◆ Brief A:
What asset allocation does the preretiree portfolio post list as desired?
◆ Brief B:
Rewrite the paragraph of the preretiree portfolio post that begins "I've been lurking on this website" more briefly, keeping its main facts.
◆ Brief C:
Write a continuation of the preretiree portfolio post, starting right after its last line.

◆ Selection:
--- begin ---

Preretiree Portfolio -- Comments?

Post by tsplinter »

Hi folks -
I've been lurking on this website for a couple of weeks and wolfing down books--two by Rick Ferri, one by Jack Bogle, one by William Bernstein, one by Bob Clyatt--to make up for a lifetime of inattention to financial matters. It's time to redeploy our resources soon and I've roughed out the plan below. Any and all comments will be much appreciated.
T


Emergency funds (6 mos.) in separate MMF

Debt: 12% of current value of home; 4.5% interest rate

Tax Filing Status: Married filing jointly

Tax Rate: 28% Federal; 9.3% State (CA)

Age: Him 59; Her 61

Desired Asset Allocation: 55% stock; 45% bonds

More specifically:
20% U.S. Total Stock Market
7% U.S. Small Cap Value
8% REIT
20% International Stocks
35% Bonds
10% TIPs

Size of portfolio: Low 7 figures

Taxable (68.9%)
10.0% TIAA-CREF Social Choice Equity (TICRX) (.32)
10.0% Vanguard Total U.S. Stock Market (VTSAX) (.07)
7.0% Vanguard Small Cap Value Index Fund (VISVX) (.22)
20.0% Vanguard FTSE Ex-US (VFWIX) (.40)
21.9% Vanguard Total Bond Market Index (VBTLX) (.10)

His Roth at Vanguard (5.4%)
5.4% Vanguard Total Bond Market Index (VBTLX) (.10)

Her IRA at Vanguard (5.8%)
5.8% Vanguard Total Bond Market Index (VBTLX) (.10)

His 401k at Schwab (19.9%)
1.9% Vanguard Total Bond Market Index (VBTLX) (.10)
10.0% Vanguard Inflation-Protected Securities (VIPSX) (.20)

--- end ---

Stored dataset items

--- begin ---

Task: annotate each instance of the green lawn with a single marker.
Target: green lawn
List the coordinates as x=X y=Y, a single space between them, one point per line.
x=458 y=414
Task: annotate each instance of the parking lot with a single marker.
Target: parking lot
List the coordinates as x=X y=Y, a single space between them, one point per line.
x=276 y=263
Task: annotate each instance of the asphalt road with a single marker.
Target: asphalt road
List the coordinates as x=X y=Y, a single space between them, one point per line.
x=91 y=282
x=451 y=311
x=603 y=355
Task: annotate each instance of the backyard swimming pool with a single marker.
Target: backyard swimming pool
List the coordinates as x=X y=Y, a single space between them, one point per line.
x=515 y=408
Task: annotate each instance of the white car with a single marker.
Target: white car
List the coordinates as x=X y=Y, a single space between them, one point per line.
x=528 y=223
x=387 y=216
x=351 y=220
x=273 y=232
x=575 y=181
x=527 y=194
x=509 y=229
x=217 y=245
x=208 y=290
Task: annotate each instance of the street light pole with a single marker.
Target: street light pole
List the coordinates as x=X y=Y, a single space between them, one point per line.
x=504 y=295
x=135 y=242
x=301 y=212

--- end ---

◆ Final answer A:
55% stock and 45% bonds.

◆ Final answer B:
After a couple of weeks of lurking on the website, the poster has read two books by Rick Ferri and one each by Jack Bogle, William Bernstein, and Bob Clyatt to make up for a lifetime of ignoring finances. With their resources due to be redeployed soon, the poster has drafted a plan and welcomes any comments.

◆ Final answer C:
8.0% Vanguard REIT Index Fund (VGSIX) (.20)

Footnote on TIAA-CREF Social Choice Equity:
I realize that the 10% allocation to TIAA-CREF Social Choice Equity may raise some eyebrows, particularly for those who are not familiar with this Fund. The division of the total U.S. stock market allocation between Vanguard’s great Total Stock Market Index and TIAA-CREF Social Choice Equity is based on personal choice. The TIAA-CREF Social Choice Equity Fund appears to be the only SRI Fund that attempts to, and fairly well does, track a broad market index (Russell 3000) and, therefore, (1) won’t wreak havoc on our efforts to establish and maintain an asset allocation; (2) is transparent in terms of real cost (including whatever premium we may be paying by choosing to put some of our “total stock market” allocation in an SRI fund). The TIAA-CREF Social Choice Equity Fund lags Vanguard Total Stock Market Index Fund slightly in performance. This is in part caused by its ER of .32% (25 basis points more than the ER of the Vanguard Total Stock Market Admiral shares and 125-175 basis points less than many other SRI funds). Obviously, some folks would have no interest in deviating this way from choosing investment vehicles strictly by the numbers, but we’re willing to do so with a modest portion of our portfolio.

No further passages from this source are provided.